(The records begins)

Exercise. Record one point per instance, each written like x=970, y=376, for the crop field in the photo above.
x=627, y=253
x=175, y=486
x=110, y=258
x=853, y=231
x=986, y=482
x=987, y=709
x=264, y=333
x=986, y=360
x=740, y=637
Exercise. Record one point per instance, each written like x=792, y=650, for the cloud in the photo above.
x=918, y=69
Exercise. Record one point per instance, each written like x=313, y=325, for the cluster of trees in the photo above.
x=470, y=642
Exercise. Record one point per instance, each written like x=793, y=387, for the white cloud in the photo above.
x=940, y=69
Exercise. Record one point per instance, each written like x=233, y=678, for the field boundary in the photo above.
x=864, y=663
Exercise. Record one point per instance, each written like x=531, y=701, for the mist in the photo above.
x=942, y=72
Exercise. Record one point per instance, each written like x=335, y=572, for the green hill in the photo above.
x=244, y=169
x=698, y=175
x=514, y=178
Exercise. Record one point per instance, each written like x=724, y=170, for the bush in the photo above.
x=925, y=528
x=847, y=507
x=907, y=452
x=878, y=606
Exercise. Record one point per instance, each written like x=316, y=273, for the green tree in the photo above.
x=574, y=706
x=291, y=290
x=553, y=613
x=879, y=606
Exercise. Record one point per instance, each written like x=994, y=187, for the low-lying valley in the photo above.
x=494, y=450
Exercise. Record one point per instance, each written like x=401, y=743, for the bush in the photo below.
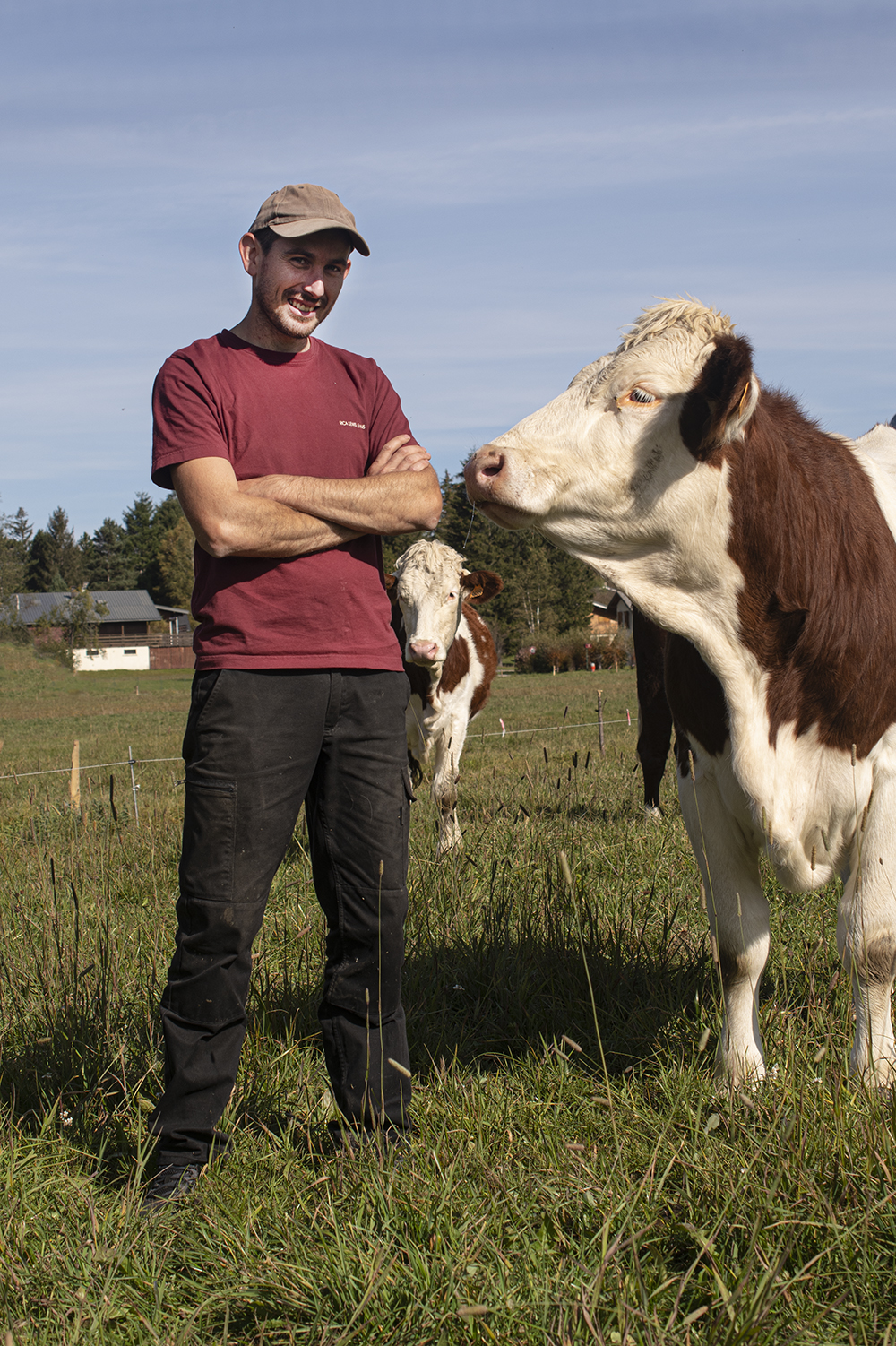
x=574, y=651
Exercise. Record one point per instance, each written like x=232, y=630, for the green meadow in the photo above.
x=576, y=1177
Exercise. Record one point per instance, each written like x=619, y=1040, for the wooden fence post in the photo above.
x=74, y=783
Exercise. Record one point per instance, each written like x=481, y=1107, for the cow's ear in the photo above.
x=723, y=399
x=479, y=586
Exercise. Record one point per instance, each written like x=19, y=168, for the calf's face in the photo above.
x=431, y=608
x=431, y=598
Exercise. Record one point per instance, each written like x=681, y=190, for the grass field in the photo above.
x=576, y=1178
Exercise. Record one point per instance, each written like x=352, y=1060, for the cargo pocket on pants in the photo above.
x=209, y=840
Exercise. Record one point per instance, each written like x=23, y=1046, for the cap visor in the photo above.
x=299, y=228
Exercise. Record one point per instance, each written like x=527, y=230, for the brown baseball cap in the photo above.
x=305, y=209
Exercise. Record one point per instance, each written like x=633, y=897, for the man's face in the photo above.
x=297, y=283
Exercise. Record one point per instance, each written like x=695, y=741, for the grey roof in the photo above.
x=123, y=606
x=607, y=602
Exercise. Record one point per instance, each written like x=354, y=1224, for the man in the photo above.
x=289, y=459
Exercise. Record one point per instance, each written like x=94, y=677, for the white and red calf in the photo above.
x=450, y=660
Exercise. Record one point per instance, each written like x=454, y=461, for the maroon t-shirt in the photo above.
x=322, y=413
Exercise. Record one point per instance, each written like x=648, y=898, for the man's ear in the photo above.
x=724, y=397
x=479, y=586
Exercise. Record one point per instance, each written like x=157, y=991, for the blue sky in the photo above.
x=529, y=177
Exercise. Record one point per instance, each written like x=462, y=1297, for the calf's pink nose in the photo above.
x=424, y=651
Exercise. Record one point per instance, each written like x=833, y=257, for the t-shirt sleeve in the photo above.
x=185, y=421
x=386, y=416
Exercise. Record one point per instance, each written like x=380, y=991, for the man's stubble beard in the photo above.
x=275, y=319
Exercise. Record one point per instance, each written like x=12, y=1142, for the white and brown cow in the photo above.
x=766, y=548
x=450, y=660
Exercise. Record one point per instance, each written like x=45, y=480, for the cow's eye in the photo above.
x=641, y=396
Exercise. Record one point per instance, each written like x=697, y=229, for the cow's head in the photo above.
x=429, y=586
x=599, y=469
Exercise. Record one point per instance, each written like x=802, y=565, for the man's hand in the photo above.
x=410, y=498
x=399, y=455
x=228, y=522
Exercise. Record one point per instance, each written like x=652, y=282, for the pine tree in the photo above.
x=139, y=522
x=15, y=538
x=107, y=557
x=175, y=565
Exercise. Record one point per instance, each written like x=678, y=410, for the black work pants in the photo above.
x=257, y=745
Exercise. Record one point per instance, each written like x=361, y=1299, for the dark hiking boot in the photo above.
x=175, y=1182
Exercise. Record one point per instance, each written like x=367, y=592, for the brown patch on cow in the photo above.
x=716, y=396
x=480, y=586
x=696, y=699
x=485, y=646
x=456, y=665
x=818, y=606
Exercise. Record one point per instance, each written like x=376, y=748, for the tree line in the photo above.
x=547, y=592
x=150, y=549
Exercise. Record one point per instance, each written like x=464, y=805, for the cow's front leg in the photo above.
x=737, y=914
x=416, y=729
x=866, y=940
x=450, y=745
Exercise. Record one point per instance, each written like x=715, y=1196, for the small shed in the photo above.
x=611, y=613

(The records ends)

[Work item]:
When you retype the data above, match every line exactly and leave the pictures behind.

[Answer box]:
Exercise. Record one point per instance, each written like x=970, y=376, for the crop field in the photo above.
x=627, y=253
x=175, y=486
x=110, y=258
x=853, y=231
x=986, y=482
x=987, y=709
x=264, y=333
x=986, y=360
x=740, y=637
Exercise. Record one point per instance, each written like x=792, y=650, for the cloud in the photo above.
x=918, y=69
Exercise. Record one point per instance, each written like x=313, y=325, for the cluster of trees in the photo above.
x=470, y=642
Exercise. Record one point per instance, each written like x=793, y=387, for the white cloud in the photo above.
x=940, y=69
Exercise. Record one point per instance, each written like x=233, y=678, for the field boundary in the photo above.
x=864, y=663
Exercise. Record one point per instance, each written like x=531, y=701, for the mist in the photo above.
x=942, y=72
Exercise. Record one point per instance, each written like x=335, y=572, for the green hill in the photo above.
x=244, y=169
x=698, y=175
x=514, y=178
Exercise. Record one point per instance, each written like x=724, y=170, for the bush in the photo above.
x=925, y=528
x=847, y=507
x=907, y=452
x=878, y=606
Exercise. Record one point per instance, each written like x=316, y=273, for the green tree in the photo above.
x=574, y=706
x=291, y=290
x=553, y=613
x=879, y=606
Exercise. Record one point per instance, each written like x=994, y=187, for the low-lying valley in the photo above.
x=494, y=450
Exercise. Record one point per instance, each written like x=401, y=743, for the bush in the photo below.
x=574, y=651
Exercise. Record one point per instance, each written like x=232, y=630, for the green meadow in the photo above.
x=576, y=1177
Exercise. Record one point per instance, each written like x=619, y=1040, for the wooden fence post in the photo above.
x=74, y=783
Exercise. Record one point per instance, each written like x=481, y=1107, for the cow's ear in the photo above.
x=723, y=399
x=479, y=586
Exercise. Record one point per instance, each written like x=19, y=168, for the calf's face in the photo above.
x=431, y=608
x=431, y=598
Exercise. Record one point per instance, each written like x=681, y=190, for the grass field in the photo above.
x=576, y=1178
Exercise. Record one point per instance, each written like x=352, y=1060, for the cargo pocket on pants in the photo above.
x=209, y=840
Exercise. Record one point per instance, each written like x=23, y=1046, for the cap visor in the photo above.
x=299, y=228
Exercise. Record one point per instance, each written like x=527, y=230, for the brown baseball cap in the photo above.
x=305, y=209
Exercise. Record one point per instance, each written like x=633, y=897, for the man's face in the photo above.
x=297, y=283
Exercise. Record one point per instance, each written like x=695, y=741, for the grey roof in the photo above.
x=123, y=606
x=607, y=602
Exercise. Record one point per instance, each written like x=354, y=1224, for the man in the photo above.
x=289, y=459
Exercise. Record one point per instance, each written like x=94, y=677, for the white and red calf in the photo above.
x=450, y=660
Exercise. Record one point per instance, each written like x=454, y=461, for the maroon t-shirt in the photo above.
x=322, y=413
Exercise. Record one point per instance, each written like x=648, y=898, for the man's ear in the photo above.
x=724, y=397
x=479, y=586
Exercise. Record one point per instance, each written like x=157, y=991, for the blue sky in the photo above.
x=529, y=177
Exercise. Record one point per instance, each written like x=462, y=1297, for the calf's pink nose in the photo above.
x=424, y=651
Exercise. Record one point per instance, each written like x=833, y=257, for the t-shirt sleeve in the photo above.
x=185, y=421
x=386, y=416
Exercise. Record one point per instance, each written like x=380, y=991, for the man's stubble beard in the photo above.
x=275, y=319
Exercise. Record one point per instance, each written like x=12, y=1142, for the white and brown cow in the photo above.
x=766, y=548
x=450, y=660
Exercise. Record one point per instance, each written like x=45, y=480, for the cow's eye in the photo above.
x=641, y=396
Exercise. Record one point per instance, each written like x=697, y=229, for the cow's head in the photo above.
x=429, y=586
x=599, y=469
Exercise. Record one point per instance, each written like x=802, y=565, for the man's hand in the photo above.
x=410, y=498
x=399, y=455
x=228, y=522
Exercise. Record one point per instance, each written like x=652, y=282, for the pine tree in the photo above.
x=139, y=522
x=15, y=538
x=107, y=557
x=175, y=565
Exercise. Record one point per instance, each written like x=678, y=410, for the black work pants in the photo above.
x=257, y=745
Exercise. Record one point per instance, each written like x=361, y=1299, for the dark hiking boot in the photo above.
x=175, y=1182
Exercise. Record one point per instance, each written like x=367, y=592, for the brown patch on cow in the photo above.
x=716, y=396
x=480, y=586
x=696, y=699
x=485, y=646
x=456, y=665
x=818, y=606
Exercise. Record one point per instance, each written like x=376, y=748, for the tree line in the photo above.
x=547, y=592
x=150, y=549
Exercise. Record one point per instance, each written like x=464, y=805, for the cow's front leg in the photo above.
x=737, y=914
x=416, y=729
x=866, y=940
x=450, y=745
Exercise. Record one point per instance, each written like x=715, y=1196, for the small shed in the photo above.
x=611, y=613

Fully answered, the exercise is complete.